== Objective ==
Type out the material below exactly.

[Some records]
● ● ● ●

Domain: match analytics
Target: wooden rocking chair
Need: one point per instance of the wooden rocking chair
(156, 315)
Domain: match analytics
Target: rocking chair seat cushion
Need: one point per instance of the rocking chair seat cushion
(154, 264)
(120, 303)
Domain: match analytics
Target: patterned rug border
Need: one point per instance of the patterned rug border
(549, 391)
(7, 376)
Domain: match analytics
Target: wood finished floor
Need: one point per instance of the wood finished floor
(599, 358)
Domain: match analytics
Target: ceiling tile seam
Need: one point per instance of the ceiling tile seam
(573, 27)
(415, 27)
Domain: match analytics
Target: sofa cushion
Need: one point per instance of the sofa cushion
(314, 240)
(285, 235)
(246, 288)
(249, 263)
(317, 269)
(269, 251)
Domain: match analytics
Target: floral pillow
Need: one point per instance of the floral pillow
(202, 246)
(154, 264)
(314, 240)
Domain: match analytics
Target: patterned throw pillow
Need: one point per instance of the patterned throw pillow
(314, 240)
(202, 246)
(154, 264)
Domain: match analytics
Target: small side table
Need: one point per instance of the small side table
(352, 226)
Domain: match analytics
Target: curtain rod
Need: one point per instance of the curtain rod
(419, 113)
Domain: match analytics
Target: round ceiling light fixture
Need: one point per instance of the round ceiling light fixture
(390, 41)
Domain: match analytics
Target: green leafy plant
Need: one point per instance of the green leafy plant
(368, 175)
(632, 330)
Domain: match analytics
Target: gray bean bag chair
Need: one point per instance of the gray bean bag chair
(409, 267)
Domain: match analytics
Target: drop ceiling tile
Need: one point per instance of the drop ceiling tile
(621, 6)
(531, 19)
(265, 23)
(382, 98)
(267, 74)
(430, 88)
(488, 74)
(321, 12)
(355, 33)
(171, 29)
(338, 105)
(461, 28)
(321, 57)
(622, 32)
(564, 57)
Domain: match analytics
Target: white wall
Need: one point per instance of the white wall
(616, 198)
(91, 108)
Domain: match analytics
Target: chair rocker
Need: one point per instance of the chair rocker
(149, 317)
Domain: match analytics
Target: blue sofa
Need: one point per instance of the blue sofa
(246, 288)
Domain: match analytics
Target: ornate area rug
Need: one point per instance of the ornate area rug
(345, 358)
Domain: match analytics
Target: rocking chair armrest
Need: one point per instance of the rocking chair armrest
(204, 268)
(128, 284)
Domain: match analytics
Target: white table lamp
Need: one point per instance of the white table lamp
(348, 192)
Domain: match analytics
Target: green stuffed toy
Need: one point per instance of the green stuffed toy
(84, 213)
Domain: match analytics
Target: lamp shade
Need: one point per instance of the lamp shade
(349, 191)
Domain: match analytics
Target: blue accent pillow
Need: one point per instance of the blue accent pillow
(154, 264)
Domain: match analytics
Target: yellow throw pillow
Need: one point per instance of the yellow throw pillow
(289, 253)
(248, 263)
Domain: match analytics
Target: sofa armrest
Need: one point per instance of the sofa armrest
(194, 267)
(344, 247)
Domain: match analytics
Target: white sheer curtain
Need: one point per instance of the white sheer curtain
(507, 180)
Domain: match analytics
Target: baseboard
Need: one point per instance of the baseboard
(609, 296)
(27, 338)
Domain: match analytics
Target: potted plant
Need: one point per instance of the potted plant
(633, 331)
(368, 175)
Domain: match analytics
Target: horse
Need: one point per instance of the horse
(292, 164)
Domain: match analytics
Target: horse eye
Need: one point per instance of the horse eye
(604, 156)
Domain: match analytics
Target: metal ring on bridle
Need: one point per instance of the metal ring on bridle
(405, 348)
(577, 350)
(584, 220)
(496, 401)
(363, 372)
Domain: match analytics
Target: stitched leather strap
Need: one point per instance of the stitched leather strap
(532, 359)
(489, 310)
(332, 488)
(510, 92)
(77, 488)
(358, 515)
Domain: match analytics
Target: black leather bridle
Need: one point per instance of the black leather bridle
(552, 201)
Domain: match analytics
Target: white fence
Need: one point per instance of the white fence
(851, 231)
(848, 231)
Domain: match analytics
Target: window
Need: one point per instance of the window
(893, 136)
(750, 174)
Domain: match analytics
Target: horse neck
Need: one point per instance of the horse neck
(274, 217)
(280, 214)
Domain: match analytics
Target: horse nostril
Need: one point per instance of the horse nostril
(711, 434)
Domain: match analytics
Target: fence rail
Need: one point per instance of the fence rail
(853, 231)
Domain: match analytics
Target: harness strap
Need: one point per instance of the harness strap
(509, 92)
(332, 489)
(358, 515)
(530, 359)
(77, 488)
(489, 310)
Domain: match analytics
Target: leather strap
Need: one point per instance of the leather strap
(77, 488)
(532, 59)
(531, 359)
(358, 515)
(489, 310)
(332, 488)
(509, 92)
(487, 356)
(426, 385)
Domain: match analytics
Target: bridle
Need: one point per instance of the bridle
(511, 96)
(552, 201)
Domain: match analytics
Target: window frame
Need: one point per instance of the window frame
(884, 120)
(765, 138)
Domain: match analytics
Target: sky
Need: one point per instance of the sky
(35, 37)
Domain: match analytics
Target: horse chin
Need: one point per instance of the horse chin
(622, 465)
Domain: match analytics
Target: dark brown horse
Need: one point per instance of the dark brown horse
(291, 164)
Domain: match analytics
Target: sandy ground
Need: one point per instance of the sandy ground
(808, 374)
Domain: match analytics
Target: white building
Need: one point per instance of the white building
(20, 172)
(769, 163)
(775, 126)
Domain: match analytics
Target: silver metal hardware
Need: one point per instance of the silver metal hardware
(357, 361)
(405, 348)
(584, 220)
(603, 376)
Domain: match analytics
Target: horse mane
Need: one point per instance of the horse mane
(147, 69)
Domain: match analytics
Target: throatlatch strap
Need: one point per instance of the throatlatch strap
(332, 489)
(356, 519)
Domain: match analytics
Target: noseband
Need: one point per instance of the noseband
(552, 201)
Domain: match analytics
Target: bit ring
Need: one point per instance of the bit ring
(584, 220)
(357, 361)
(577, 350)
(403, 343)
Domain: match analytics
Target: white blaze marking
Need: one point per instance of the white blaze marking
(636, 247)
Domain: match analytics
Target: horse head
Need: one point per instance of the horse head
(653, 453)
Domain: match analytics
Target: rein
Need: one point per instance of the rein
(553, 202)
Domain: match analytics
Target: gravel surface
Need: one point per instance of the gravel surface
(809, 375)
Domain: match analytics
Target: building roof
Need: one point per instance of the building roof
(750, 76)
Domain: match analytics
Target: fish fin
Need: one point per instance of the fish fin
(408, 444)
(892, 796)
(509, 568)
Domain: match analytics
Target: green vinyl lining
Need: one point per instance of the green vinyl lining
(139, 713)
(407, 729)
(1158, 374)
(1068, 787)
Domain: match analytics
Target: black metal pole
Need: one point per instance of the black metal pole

● ● ● ●

== Task output ==
Domain: match analytics
Target: wooden rocking chair
Need: one point per instance of the wooden rocking chair
(156, 315)
Domain: match analytics
Target: rocking chair seat cushion
Need: one point per instance of the rocking chair seat cushion
(154, 264)
(120, 303)
Domain: match analytics
Target: patterned rug border
Need: one point per instance of the patterned rug border
(549, 391)
(7, 376)
Domain: match analytics
Target: wood finished floor
Need: one point per instance of the wood finished floor
(599, 358)
Domain: match analytics
Target: ceiling tile seam
Need: one point per instance of the ceiling tile seam
(573, 27)
(415, 27)
Domain: match analytics
Target: sofa cushion
Need: one point per instance of the sofa cushion
(314, 240)
(285, 235)
(246, 288)
(249, 263)
(317, 269)
(269, 251)
Domain: match analytics
Target: floral pillow
Need: one point per instance of the floral pillow
(202, 246)
(154, 264)
(314, 240)
Domain: match analytics
Target: patterned throw pillow
Need: one point per instance of the patterned throw pillow
(314, 240)
(202, 246)
(154, 264)
Domain: match analytics
Target: small side table
Need: one point per instance of the small side table
(352, 226)
Domain: match analytics
Target: curtain rod
Need: one point per instance of the curtain rod
(419, 113)
Domain: match analytics
Target: round ceiling light fixture
Need: one point per instance of the round ceiling light fixture
(390, 41)
Domain: match analytics
Target: green leafy plant
Need: one point per instance of the green leafy plant
(368, 175)
(632, 330)
Domain: match analytics
Target: gray bean bag chair
Need: one point per instance of the gray bean bag chair
(409, 267)
Domain: match analytics
Target: drop ceiling tile
Need: one point per instance of the drop ceiling tile
(621, 6)
(531, 19)
(265, 23)
(382, 98)
(267, 74)
(430, 88)
(488, 74)
(321, 12)
(355, 33)
(171, 29)
(338, 105)
(461, 28)
(321, 57)
(622, 32)
(564, 57)
Domain: match analytics
Target: white wall
Need: one point per instance of the white wall
(616, 198)
(91, 108)
Domain: match analytics
Target: chair rocker
Need: one point per instance of the chair rocker
(149, 317)
Domain: match analytics
Target: blue sofa
Need: one point per instance of the blue sofa
(246, 288)
Domain: match analytics
Target: ornate area rug
Need: one point per instance of the ornate area rug
(345, 358)
Domain: match analytics
Target: rocking chair armrest
Need: one point per instance of the rocking chair armrest
(204, 268)
(128, 284)
Domain: match analytics
Target: white table lamp
Need: one point per instance of the white table lamp
(348, 192)
Domain: match analytics
Target: green stuffed toy
Need: one point per instance of the green stuffed toy
(84, 213)
Domain: match analytics
Target: lamp shade
Need: one point per instance of the lamp shade
(349, 191)
Domain: match analytics
Target: blue accent pillow
Need: one point per instance of the blue accent pillow
(154, 264)
Domain: match analytics
Target: yellow throw pillow
Need: one point per instance of the yellow throw pillow
(289, 253)
(248, 263)
Domain: match analytics
Target: sofa armrest
Need: one point per instance of the sofa armrest
(194, 267)
(344, 247)
Domain: match analytics
Target: white sheer curtain
Need: one point per instance of the white sheer curtain
(507, 180)
Domain: match analytics
Target: baseboard
Need: one point per instance of the baseboard
(609, 296)
(27, 338)
Domain: match analytics
Target: potted plant
Need: one point per instance of the potted plant
(633, 331)
(368, 175)
Domain: match analytics
Target: horse
Need: one point per instance of the horse
(292, 164)
Domain: match analytics
Target: horse eye
Need: one point per instance of the horse eye
(604, 156)
Domain: match analytics
Target: metal ring on bridle
Need: one point per instance of the metal ring on bridle
(405, 348)
(577, 350)
(584, 220)
(496, 401)
(363, 372)
Domain: match analytics
Target: stitched leather strap
Need: one point per instance of the stitched leather strap
(532, 359)
(489, 310)
(332, 488)
(510, 92)
(77, 488)
(358, 515)
Domain: match analytics
Target: black leather bridle
Need: one point per instance of the black leather bridle
(552, 201)
Domain: match analytics
Target: white fence
Need: one point per instance of the white fence
(851, 231)
(848, 231)
Domain: match analytics
Target: window
Need: one point per instance of the window
(893, 136)
(750, 174)
Domain: match analytics
Target: horse neck
Need: one point per instance of the horse neck
(274, 217)
(280, 214)
Domain: match analytics
Target: horse nostril
Need: one point per instance of the horse nostril
(711, 434)
Domain: match analytics
Target: fence rail
Need: one point per instance of the fence rail
(853, 231)
Domain: match analytics
Target: harness strap
Need: one point per instance of the harness strap
(509, 92)
(332, 489)
(358, 515)
(530, 359)
(77, 488)
(489, 310)
Domain: match analytics
Target: leather strap
Need: one point per instance of the leather strap
(77, 488)
(532, 59)
(531, 359)
(358, 515)
(489, 310)
(332, 488)
(509, 92)
(487, 356)
(426, 385)
Domain: match analytics
Target: bridle
Need: one point per instance of the bridle
(511, 96)
(552, 201)
Domain: match analytics
Target: window frame
Need: one point per instance of the window frame
(884, 120)
(765, 138)
Domain: match analytics
Target: sky
Need: one point per instance of the sky
(35, 37)
Domain: match analytics
Target: horse chin
Need: one point per instance of the horse chin
(622, 465)
Domain: match analytics
Target: dark brown horse
Need: one point per instance of the dark brown horse
(291, 164)
Domain: match analytics
Target: sandy ground
Need: one point per instance of the sandy ground
(808, 374)
Domain: match analytics
Target: white building
Need: one point per instance of the white building
(20, 172)
(769, 163)
(775, 126)
Domain: match analytics
Target: silver metal hardware
Need: one point per instance of the silver metal hardware
(357, 361)
(405, 348)
(584, 220)
(603, 376)
Domain: match analytics
Target: horse mane
Need: one point per instance of the horse mane
(147, 69)
Domain: match analytics
Target: throatlatch strap
Need: one point per instance of the throatlatch strap
(332, 489)
(356, 519)
Domain: match analytics
Target: noseband
Need: one point per instance of the noseband
(552, 201)
Domain: match analytics
Target: bit ring
Need: one point per instance of the bit ring
(584, 220)
(357, 361)
(577, 350)
(403, 343)
Domain: match analytics
Target: white blaze marking
Need: one point per instance of the white blaze marking
(636, 247)
Domain: match analytics
Target: horse head
Need: one point per instance of the horse head
(653, 453)
Domain: match analytics
Target: rein
Need: one point per instance of the rein
(553, 202)
Domain: match analytics
Target: gravel surface
Need: one point per instance of the gravel surface
(809, 375)
Domain: match analytics
Target: building roof
Need: one point per instance of the building roof
(750, 76)
Domain: match analytics
Target: fish fin
Need: one point per instance of the fish fin
(408, 444)
(892, 796)
(509, 568)
Domain: match analytics
Target: green vinyl lining
Need: one point per instance of the green vinyl lining
(139, 713)
(407, 729)
(1158, 374)
(1068, 787)
Domain: match analytics
Target: black metal pole
Need: one point per instance of the black metal pole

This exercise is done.